In the entries below, count each line holding the word "hoodie". Answer with the total alone.

**Record set:**
============================================================

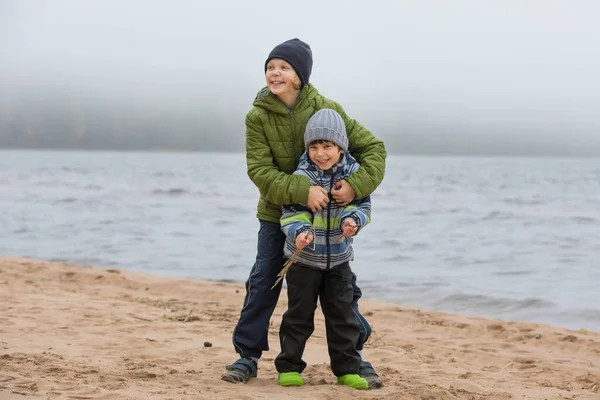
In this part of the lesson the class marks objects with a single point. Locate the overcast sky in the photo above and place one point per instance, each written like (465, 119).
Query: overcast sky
(487, 66)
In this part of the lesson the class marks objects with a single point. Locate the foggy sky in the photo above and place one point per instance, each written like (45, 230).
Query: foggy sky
(421, 74)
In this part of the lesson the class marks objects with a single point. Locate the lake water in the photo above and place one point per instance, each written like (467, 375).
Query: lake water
(512, 238)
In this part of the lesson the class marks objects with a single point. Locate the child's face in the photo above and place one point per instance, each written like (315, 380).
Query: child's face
(325, 155)
(281, 77)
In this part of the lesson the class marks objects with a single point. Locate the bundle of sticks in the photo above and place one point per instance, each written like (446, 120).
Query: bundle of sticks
(288, 264)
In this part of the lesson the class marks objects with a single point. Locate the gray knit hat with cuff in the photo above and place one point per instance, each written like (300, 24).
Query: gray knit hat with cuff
(327, 125)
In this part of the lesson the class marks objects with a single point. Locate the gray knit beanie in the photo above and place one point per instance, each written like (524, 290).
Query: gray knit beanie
(328, 125)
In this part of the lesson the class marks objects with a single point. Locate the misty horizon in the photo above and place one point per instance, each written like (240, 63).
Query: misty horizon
(517, 78)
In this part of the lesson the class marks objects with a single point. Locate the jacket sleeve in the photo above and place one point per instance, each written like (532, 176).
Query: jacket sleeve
(274, 185)
(295, 220)
(359, 211)
(370, 153)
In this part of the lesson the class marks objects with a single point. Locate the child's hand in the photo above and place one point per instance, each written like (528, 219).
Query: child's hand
(343, 193)
(303, 240)
(349, 227)
(317, 198)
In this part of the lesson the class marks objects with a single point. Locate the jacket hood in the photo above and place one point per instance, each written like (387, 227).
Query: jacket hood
(267, 100)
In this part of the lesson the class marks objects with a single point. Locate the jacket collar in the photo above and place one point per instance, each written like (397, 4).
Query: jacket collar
(267, 100)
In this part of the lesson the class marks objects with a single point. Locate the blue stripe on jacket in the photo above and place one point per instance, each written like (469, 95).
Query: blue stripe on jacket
(297, 218)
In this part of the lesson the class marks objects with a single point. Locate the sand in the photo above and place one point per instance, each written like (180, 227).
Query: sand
(79, 332)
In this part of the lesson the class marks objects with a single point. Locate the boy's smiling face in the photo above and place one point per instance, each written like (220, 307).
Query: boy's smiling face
(324, 154)
(281, 77)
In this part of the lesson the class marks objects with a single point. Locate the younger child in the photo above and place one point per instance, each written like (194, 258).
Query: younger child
(322, 268)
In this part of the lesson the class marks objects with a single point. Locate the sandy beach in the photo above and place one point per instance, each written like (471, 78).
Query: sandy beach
(81, 332)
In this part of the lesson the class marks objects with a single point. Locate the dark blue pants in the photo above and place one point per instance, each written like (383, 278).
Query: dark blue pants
(250, 335)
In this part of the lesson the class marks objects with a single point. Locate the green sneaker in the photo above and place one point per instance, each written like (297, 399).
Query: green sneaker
(354, 381)
(290, 379)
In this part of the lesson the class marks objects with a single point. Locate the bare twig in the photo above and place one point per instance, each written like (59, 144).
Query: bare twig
(288, 264)
(188, 316)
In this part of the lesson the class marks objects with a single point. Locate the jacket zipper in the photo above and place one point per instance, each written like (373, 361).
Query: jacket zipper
(291, 114)
(329, 223)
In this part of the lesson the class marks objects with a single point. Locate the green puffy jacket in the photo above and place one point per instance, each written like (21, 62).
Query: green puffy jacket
(274, 144)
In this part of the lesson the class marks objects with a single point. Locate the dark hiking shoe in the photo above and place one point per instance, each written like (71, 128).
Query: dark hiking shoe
(367, 371)
(240, 371)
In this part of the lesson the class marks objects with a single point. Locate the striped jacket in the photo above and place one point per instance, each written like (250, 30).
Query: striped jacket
(329, 247)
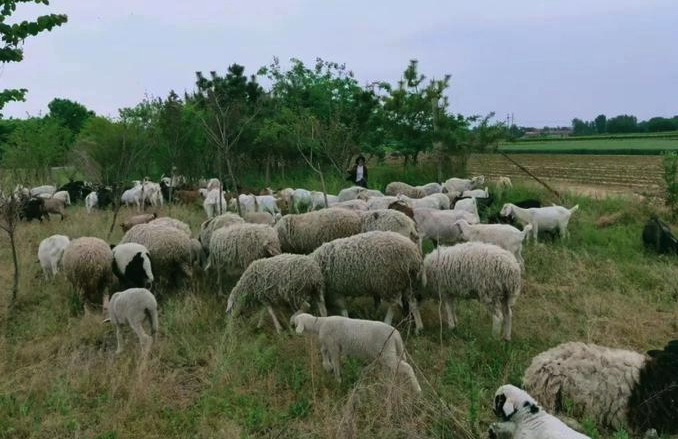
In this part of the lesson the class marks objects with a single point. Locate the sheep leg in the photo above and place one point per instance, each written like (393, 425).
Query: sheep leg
(449, 308)
(507, 315)
(276, 323)
(118, 335)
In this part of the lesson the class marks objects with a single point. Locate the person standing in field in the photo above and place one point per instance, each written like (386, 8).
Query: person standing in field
(358, 173)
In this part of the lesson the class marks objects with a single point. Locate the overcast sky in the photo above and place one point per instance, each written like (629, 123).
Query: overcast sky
(544, 61)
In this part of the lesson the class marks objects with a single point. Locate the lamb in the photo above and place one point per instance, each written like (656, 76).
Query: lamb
(137, 219)
(209, 226)
(55, 206)
(132, 265)
(63, 196)
(305, 232)
(233, 249)
(131, 307)
(364, 339)
(91, 201)
(431, 188)
(87, 264)
(475, 270)
(376, 264)
(285, 280)
(438, 225)
(390, 220)
(50, 252)
(172, 222)
(542, 218)
(616, 388)
(523, 418)
(169, 250)
(397, 187)
(503, 235)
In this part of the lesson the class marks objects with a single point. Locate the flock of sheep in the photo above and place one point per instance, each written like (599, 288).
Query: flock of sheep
(362, 243)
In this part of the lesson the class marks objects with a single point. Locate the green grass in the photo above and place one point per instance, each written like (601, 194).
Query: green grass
(211, 376)
(622, 146)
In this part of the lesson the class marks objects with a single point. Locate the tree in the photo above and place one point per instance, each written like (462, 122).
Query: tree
(69, 114)
(601, 124)
(13, 36)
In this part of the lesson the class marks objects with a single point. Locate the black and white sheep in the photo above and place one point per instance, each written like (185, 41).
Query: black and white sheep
(616, 388)
(475, 270)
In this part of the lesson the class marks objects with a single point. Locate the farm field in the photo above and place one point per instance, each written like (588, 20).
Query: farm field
(213, 376)
(640, 175)
(636, 146)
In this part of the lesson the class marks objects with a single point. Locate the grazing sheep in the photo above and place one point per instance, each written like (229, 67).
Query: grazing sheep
(132, 265)
(615, 388)
(350, 193)
(88, 265)
(285, 280)
(169, 250)
(137, 219)
(305, 232)
(502, 235)
(439, 225)
(363, 339)
(523, 418)
(233, 249)
(55, 206)
(131, 307)
(397, 188)
(172, 222)
(50, 252)
(475, 270)
(390, 220)
(63, 196)
(377, 264)
(91, 201)
(542, 218)
(657, 236)
(209, 226)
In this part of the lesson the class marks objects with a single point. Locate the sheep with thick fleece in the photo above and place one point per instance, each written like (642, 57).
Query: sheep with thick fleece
(169, 249)
(131, 307)
(305, 232)
(50, 252)
(475, 270)
(439, 225)
(398, 187)
(132, 265)
(541, 218)
(503, 235)
(233, 249)
(208, 227)
(88, 266)
(390, 220)
(363, 339)
(376, 264)
(522, 418)
(285, 280)
(616, 388)
(172, 222)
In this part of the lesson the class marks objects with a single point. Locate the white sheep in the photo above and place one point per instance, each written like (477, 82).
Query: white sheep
(541, 218)
(363, 339)
(50, 252)
(439, 225)
(616, 388)
(131, 307)
(503, 235)
(522, 418)
(475, 270)
(91, 201)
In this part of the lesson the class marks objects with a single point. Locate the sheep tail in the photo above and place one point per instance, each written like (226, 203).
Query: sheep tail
(152, 314)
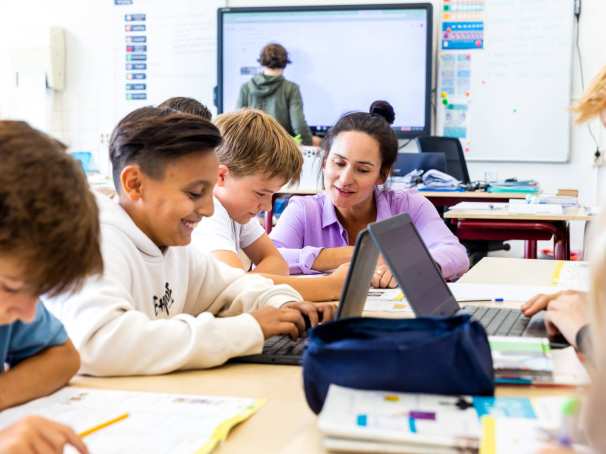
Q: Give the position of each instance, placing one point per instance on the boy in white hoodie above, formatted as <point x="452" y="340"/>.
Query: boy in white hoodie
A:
<point x="160" y="306"/>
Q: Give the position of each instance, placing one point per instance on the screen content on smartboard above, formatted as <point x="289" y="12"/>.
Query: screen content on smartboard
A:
<point x="342" y="58"/>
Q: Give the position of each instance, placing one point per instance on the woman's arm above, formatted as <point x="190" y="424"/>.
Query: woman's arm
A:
<point x="443" y="245"/>
<point x="266" y="257"/>
<point x="38" y="375"/>
<point x="320" y="288"/>
<point x="332" y="257"/>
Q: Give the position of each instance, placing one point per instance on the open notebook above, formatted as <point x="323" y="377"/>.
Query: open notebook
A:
<point x="159" y="423"/>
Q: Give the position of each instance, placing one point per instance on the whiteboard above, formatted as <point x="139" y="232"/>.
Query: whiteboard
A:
<point x="509" y="100"/>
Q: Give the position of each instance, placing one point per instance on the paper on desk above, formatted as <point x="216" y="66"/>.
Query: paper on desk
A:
<point x="536" y="208"/>
<point x="465" y="206"/>
<point x="156" y="422"/>
<point x="386" y="300"/>
<point x="522" y="293"/>
<point x="572" y="275"/>
<point x="567" y="369"/>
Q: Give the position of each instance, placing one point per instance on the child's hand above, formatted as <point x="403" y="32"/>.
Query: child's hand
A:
<point x="541" y="301"/>
<point x="34" y="434"/>
<point x="315" y="313"/>
<point x="275" y="322"/>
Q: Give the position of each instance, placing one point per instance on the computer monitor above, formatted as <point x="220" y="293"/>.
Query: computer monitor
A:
<point x="343" y="58"/>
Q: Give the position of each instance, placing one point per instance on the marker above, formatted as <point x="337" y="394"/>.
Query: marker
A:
<point x="103" y="425"/>
<point x="483" y="300"/>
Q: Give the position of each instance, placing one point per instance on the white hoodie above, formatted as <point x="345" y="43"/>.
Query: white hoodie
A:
<point x="154" y="312"/>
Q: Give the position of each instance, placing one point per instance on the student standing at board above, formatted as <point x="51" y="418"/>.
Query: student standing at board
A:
<point x="317" y="233"/>
<point x="273" y="94"/>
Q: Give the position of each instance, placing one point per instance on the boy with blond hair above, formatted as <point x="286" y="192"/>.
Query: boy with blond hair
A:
<point x="257" y="157"/>
<point x="49" y="243"/>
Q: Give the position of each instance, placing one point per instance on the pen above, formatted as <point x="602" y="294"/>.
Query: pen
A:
<point x="103" y="425"/>
<point x="483" y="300"/>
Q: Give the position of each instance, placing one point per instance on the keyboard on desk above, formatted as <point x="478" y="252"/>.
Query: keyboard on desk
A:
<point x="499" y="321"/>
<point x="278" y="350"/>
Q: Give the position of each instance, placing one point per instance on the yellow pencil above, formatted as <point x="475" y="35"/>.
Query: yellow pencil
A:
<point x="103" y="425"/>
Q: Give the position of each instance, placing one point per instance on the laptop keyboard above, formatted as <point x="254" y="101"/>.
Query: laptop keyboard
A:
<point x="499" y="321"/>
<point x="496" y="321"/>
<point x="284" y="346"/>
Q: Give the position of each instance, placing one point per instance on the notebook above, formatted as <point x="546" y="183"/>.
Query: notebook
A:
<point x="380" y="421"/>
<point x="156" y="422"/>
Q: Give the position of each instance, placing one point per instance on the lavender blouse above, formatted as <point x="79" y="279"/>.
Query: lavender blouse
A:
<point x="310" y="223"/>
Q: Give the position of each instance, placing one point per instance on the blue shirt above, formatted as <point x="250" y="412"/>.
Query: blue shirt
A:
<point x="19" y="341"/>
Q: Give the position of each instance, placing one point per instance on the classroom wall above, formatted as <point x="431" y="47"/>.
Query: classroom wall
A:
<point x="84" y="114"/>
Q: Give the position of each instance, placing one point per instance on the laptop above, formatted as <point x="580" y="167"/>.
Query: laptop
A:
<point x="426" y="291"/>
<point x="284" y="350"/>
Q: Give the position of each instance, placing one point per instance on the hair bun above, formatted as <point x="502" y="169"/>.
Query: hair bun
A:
<point x="383" y="109"/>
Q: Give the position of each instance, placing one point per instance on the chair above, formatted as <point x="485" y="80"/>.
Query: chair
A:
<point x="407" y="162"/>
<point x="453" y="152"/>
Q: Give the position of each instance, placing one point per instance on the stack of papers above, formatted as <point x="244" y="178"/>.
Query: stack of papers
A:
<point x="522" y="186"/>
<point x="378" y="421"/>
<point x="563" y="200"/>
<point x="435" y="180"/>
<point x="521" y="359"/>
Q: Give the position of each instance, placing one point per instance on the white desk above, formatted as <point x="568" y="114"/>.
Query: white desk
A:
<point x="285" y="425"/>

============================================================

**Response:**
4